Nulla dies sine linea

12 julio 2011

Sus noches

No me acuerdo del momento en que soñé con ellos y desperté aún confuso, como si regresara de la tierra perdida de la infancia, de los confines de mi primera juventud. Sé que allí estaban los valores, los terrores, la valentía. Allí estaba él, como siempre, el eterno borracho, follador empedernido, carne de prostíbulo, cadáver viviente, depravado, en definitiva, mi amigo Charles Bukowski. Mucho tiempo sin acercarme a él, viejo.
Por ahí andaba también Emil Sinclair, que quiso venir a darme las buenas noches y casi me mata del susto, igual que Burroughs cuando me dijo que le acompañara a probar otro almuerzo desnudo. No tuve tiempo de saludarlos a todos y aún tenía una carta en la mano de Dick Diver, el hombre que ya apenas envía cartas desde las páginas de la novela más triste. A lo lejos me parece distinguir al Federico Luppi de Martín (hache) y un poco más atrás, más hermosa y decadente que nunca, la Romy Schneider de los últimos años.
Y llegó Baroja amarrado a El árbol de la ciencia. Le intento decir al donostiarra que reconozco su sensibilidad hacia los indefensos de la tierra, pero me cansa su pesimismo, su amargura…y como es un sueño, no me hace mucho caso y me da en la cabeza un mamporro con un ejemplar de La lucha por la vida, mientras me mira sin quitarse ni la boina.
No estoy muy seguro pero podría afirmar que de fondo sonaba el piano de Bill Evans y me pareció reconocer a Chet Baker antes de saltar por el balcón, cuando su trompeta y su voz eran emisarios de melodías rotas.

---------------

**Consignas del ejercicio**
1/ Enumera los calificativos que el texto sobre el sueño aplica a Charles Bukowski antes de llamarlo «mi amigo».
2/ Prosigue el texto sobre el sueño a partir de su última oración.

Entradas almacenadas:
---------------

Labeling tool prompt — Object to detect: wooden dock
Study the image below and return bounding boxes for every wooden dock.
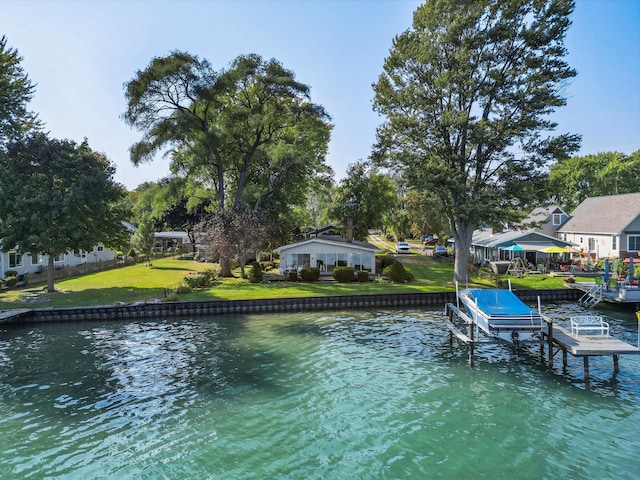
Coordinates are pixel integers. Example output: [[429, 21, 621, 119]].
[[541, 322, 640, 380], [444, 304, 640, 381]]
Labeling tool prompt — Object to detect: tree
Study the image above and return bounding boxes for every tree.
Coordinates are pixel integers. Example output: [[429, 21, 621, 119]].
[[332, 162, 396, 240], [124, 52, 330, 276], [0, 35, 40, 149], [132, 212, 156, 266], [0, 133, 128, 292], [549, 150, 640, 212], [195, 209, 267, 276], [374, 0, 579, 281]]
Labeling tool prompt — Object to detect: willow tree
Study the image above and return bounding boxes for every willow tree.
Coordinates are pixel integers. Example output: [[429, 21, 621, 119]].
[[374, 0, 579, 281], [124, 52, 330, 276]]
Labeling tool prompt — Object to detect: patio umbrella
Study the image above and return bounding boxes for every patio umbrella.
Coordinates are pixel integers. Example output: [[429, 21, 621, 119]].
[[540, 245, 567, 253], [503, 245, 524, 252]]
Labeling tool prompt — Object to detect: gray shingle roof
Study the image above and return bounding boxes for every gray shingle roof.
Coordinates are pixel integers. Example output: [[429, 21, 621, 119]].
[[558, 193, 640, 235]]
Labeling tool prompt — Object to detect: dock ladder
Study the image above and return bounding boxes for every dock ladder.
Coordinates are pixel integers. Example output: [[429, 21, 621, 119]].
[[578, 284, 603, 308]]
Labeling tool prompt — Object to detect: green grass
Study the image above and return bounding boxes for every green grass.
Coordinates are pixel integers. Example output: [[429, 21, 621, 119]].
[[0, 254, 564, 310]]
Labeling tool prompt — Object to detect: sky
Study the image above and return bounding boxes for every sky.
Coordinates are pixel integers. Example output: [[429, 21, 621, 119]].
[[0, 0, 640, 190]]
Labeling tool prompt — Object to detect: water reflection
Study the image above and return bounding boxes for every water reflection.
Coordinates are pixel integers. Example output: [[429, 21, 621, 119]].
[[0, 304, 640, 479]]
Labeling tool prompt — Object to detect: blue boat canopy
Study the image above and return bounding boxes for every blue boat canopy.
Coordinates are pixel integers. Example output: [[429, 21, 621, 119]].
[[469, 290, 538, 316]]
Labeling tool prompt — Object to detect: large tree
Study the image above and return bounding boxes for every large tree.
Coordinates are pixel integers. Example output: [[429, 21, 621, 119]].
[[0, 36, 40, 149], [374, 0, 579, 281], [0, 133, 128, 292], [124, 52, 330, 276]]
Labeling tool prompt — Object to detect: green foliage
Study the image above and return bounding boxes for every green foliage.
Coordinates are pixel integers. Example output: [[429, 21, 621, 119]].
[[0, 35, 41, 146], [300, 267, 320, 282], [249, 262, 262, 283], [549, 150, 640, 212], [333, 267, 354, 283], [376, 255, 396, 272], [373, 0, 579, 281], [382, 260, 414, 283], [0, 133, 129, 290], [331, 162, 397, 240]]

---------------

**Respuestas del ejercicio**
1/ el eterno borracho, follador empedernido, carne de prostíbulo, cadáver viviente, depravado

2/
Aparece también el Robert Jordan que se daba perfectamente cuenta de que no habría futuro más allá de aquellos cuatro días, y se dio el dulce gusto de soñar una quimera y morir, ya que su vida continuaba en María y porque ‘sólo tiene derecho a morir aquel que ha vivido’ y porque en cuatro jornadas puede habitar la plenitud de toda una existencia. Hay quien vive toda una vida sin saber lo que es eso. El propio Hemingway era fiel a sí mismo y era el hombre que un día le dijo a su esposa: “Si no puedo existir a mi manera, entonces, la existencia es imposible”, por lo tanto fue coherente también para despedirse de este mundo, cuando el alcohol, la impotencia y el cáncer le atenazaban y no había una luz al final del túnel. Me recuerdan que hace 50 años Don Ernesto se puso una escopeta en la boca.
Por el pasillo apareció Onetti y me larga ‘Bienvenido, Bob’, y sigue su camino sin mirarme, sin explicarme nada, más que el golpe con el que yo recibía sus cuentos, la fatalidad de todo aquello en algo que empezaba a vislumbrarse como esperanza y miedo.
En la cocina, sombrero calado y gabardina, calzándose un gimlet estaban Marlowe y Sam Spade, en blanco y negro, como yo siempre los imaginé y seguro también sus célebres autores.
Cuando se apagaron las estrellas era de nuevo el hombre maduro y canoso que regresa a una realidad no siempre necesaria.